Saved data entries:
*-*-*

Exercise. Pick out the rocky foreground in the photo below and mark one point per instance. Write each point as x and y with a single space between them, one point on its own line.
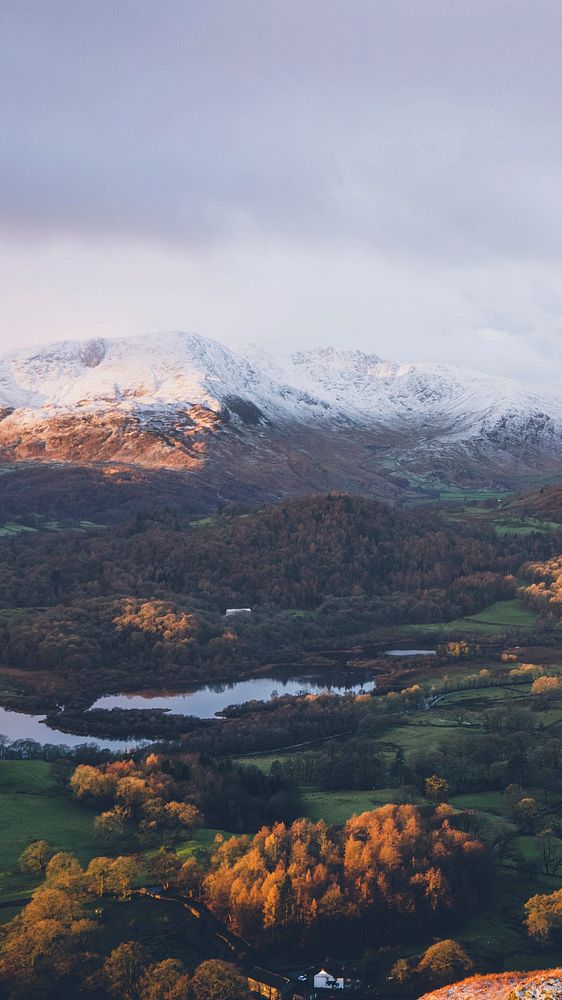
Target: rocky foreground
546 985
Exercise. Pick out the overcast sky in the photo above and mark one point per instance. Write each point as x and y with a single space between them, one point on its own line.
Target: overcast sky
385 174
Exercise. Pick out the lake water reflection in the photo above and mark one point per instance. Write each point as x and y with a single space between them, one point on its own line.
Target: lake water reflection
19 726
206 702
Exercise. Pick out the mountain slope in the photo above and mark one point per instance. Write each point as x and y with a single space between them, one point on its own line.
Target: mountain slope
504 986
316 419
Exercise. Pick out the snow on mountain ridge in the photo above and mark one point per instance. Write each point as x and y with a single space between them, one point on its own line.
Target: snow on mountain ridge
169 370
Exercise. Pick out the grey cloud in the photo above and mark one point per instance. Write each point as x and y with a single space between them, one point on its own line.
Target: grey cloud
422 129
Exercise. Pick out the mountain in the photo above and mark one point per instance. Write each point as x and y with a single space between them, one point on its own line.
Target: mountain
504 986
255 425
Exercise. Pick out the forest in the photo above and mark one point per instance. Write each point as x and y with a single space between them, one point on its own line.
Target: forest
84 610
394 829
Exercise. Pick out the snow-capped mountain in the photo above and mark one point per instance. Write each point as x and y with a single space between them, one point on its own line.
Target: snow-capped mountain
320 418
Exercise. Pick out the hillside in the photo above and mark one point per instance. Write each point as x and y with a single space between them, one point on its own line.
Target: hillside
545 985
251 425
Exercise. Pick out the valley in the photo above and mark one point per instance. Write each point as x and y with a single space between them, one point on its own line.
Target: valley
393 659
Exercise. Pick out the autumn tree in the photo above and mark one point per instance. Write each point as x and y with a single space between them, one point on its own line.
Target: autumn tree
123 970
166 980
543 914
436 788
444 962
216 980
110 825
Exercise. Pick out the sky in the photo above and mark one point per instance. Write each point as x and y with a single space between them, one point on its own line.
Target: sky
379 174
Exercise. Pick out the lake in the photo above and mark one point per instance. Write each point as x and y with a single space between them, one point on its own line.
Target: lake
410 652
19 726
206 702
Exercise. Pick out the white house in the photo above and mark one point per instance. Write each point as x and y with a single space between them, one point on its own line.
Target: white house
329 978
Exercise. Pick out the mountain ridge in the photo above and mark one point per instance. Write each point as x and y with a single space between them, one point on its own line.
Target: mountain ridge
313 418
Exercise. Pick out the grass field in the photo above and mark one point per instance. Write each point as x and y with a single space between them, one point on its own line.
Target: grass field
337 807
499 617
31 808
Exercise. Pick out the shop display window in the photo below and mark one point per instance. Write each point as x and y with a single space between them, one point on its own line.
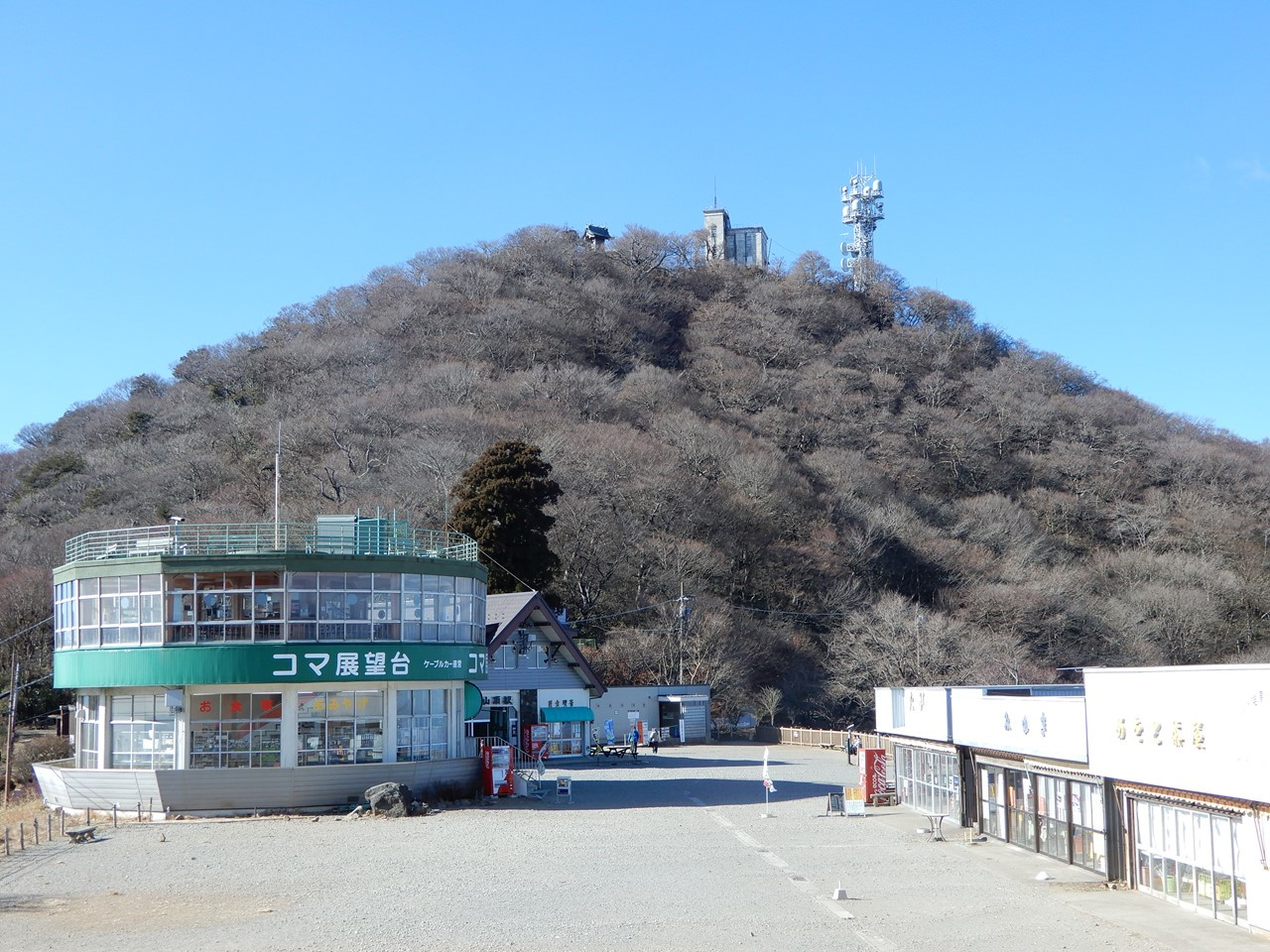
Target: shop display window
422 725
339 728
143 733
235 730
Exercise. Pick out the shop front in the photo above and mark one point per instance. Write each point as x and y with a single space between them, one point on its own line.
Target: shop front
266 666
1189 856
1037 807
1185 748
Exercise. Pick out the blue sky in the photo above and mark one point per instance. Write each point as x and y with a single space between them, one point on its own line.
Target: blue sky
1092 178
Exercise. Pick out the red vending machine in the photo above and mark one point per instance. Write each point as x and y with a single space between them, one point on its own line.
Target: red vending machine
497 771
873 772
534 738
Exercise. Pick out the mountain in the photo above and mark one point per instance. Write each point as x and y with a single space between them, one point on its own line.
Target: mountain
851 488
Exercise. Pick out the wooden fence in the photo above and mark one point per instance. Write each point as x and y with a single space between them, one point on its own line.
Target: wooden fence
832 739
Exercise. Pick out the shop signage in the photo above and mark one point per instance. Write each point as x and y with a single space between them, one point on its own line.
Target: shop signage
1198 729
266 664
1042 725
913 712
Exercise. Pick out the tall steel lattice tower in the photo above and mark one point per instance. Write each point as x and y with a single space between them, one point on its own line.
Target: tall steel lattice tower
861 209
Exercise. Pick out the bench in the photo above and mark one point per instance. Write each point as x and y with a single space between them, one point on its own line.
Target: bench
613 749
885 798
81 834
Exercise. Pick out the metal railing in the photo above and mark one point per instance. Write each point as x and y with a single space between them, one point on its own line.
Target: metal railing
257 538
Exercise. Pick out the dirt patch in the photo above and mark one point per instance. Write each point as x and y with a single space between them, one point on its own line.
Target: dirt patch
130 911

*-*-*

> [WRITTEN EXERCISE]: Write out again every line above exactly as given; the pictures do not belong in the copy.

> [REPLY TO THE EXERCISE]:
Exercise. Pick out the rocky foreground in the photo below and mark one point per instance. Write each point as x and y with a single space between them, one point on its own line.
Target: rocky foreground
546 985
Exercise. Pick out the overcast sky in the photo above and mark one point per instance. Write each point as x and y with a single space between them, one point on its own line.
Target: overcast sky
385 174
Exercise. Pick out the lake water reflection in the photo above and mark one point per instance. Write each point as x and y with a single space between them, one point on its own line.
Target: lake water reflection
19 726
206 702
Exercise. Pick out the mountain slope in the photo above and mark one point per instance. Write each point as x and y with a single space between them, one point on its own line.
Target: mountain slope
504 986
316 419
Exercise. Pick out the snow on mountain ridge in the photo above and mark one point per instance. Write each point as x and y with a single space between them, one point on its own line.
Target: snow on mountain ridge
169 370
Exercise. Pick out the grey cloud in the photo above and mark one point per instance. Write each point as x and y with a single space between them, one point on its own line.
Target: grey cloud
422 129
Exercise. Pick out the mountain in the photo above and mark one point per instance. Write each point as x and y with a single space between them, one point on its own line.
Target: mountain
504 986
255 425
Exercise. Pick out the forest in the photo above and mark one point per instance. Write each point as x and y with a single space between them, one point on its own line.
Target: forest
84 610
394 829
Exercise. Pick out the snow-capped mountain in the photo above and mark one point per instance. Write each point as x and y with a single space between them, one point on its own line.
Target: snow-capped mountain
320 418
Exercise. Pick out the hillside in the photo above and mark one point per instance. Write each point as x and y with a single space between them, one point on its own line.
Target: hillside
545 985
251 425
Exercise. Pick out the valley in the photo above and mark one point per instance. Write each point as x and y with a single space between them, one point on its own line.
Target: valley
393 659
Exercise. Pick out the autumn tree in the photo above and mark one point per instance. Write each point as x and y with a single space between them, one point on its own line.
Target: autumn tree
123 970
166 980
543 914
436 788
444 962
216 980
110 825
Exercise. Pick out the sky in the photo above and mark one point per instance. Write each point as x and y with a single space between them, one point on its own line.
Target: sky
379 174
Exercise. Pick out the lake in the photo above and mark one point per instance. Write each point as x and y with a single space between them, one point on its own line.
Target: lake
410 652
19 726
206 702
Exercise. Pick out the white house in the photo above and mark one point per instance. Write each point as x and y with a single space between them, one point on its own line.
Target: white house
329 978
Exercise. Pick out the mountain ridge in the photo above and mark one point per instance. Write each point as x and y with a single space between them, one point on its own line.
Target: mountain ridge
313 418
Exercise. Pick out the grass field in the photo above and mark one point per instance. Write each point as x and y with a single space between them, one point on its own line.
Target: grass field
337 807
499 617
31 808
Exercise. Pick out the shop display window in the photo below and mark one point per instance. Write each point as x and y with a single space between them, one point on its own line.
Target: shop display window
422 725
339 728
143 733
235 730
Exercise. Pick out the shop front in the photo above and mark one point per instance. Write each point as x and y with a single space between them, one point on its own line.
Target: shop front
266 666
1189 856
1037 807
1185 748
Exercise. Pick out the blue sky in the photo above and mark one point per instance. Write each point as x and y with a single space between them, one point on its own line.
Target: blue sky
1092 178
Exercise. Pick out the red vending machine in the photo above and mark one point per instance. Write each point as x and y with a single space between them, one point on its own line.
Target: red vending machine
497 771
873 772
534 738
Exercise. Pick out the mountain in the photo above and mark one point per instance. Write each point as x and y with a single space between them, one point on its own line.
Target: mountain
851 488
Exercise. Pick out the wooden fence in the photo above and mark one point per instance. Write each point as x and y with a single space between them, one point on its own line.
Target: wooden fence
832 739
Exercise. Pick out the shop signage in the photo above and mark one point per instance. Write each point as x and y with a single space between them, one point on its own line.
Target: shop signage
1198 729
266 664
1042 725
913 712
Exercise. Pick out the tall steel lattice tower in the photo above and mark one point per instance. Write each point as x and y with a single space between them, one point on its own line.
Target: tall steel lattice tower
861 209
Exercise. Pick out the bench in the photo above and mark one point per instance. Write each point as x and y with a single space between them, one point on its own line.
Target: bench
613 749
885 798
81 834
Exercise. Pick out the metal railing in the photo above and mark one point per instance. Write each point as x and y with a single space between them, one point on its own line.
Target: metal railing
257 538
Exercise. Pick out the dirt patch in the photo above and mark one point per instance. Write each point as x and y with a single space between them, one point on its own line.
Target: dirt patch
130 911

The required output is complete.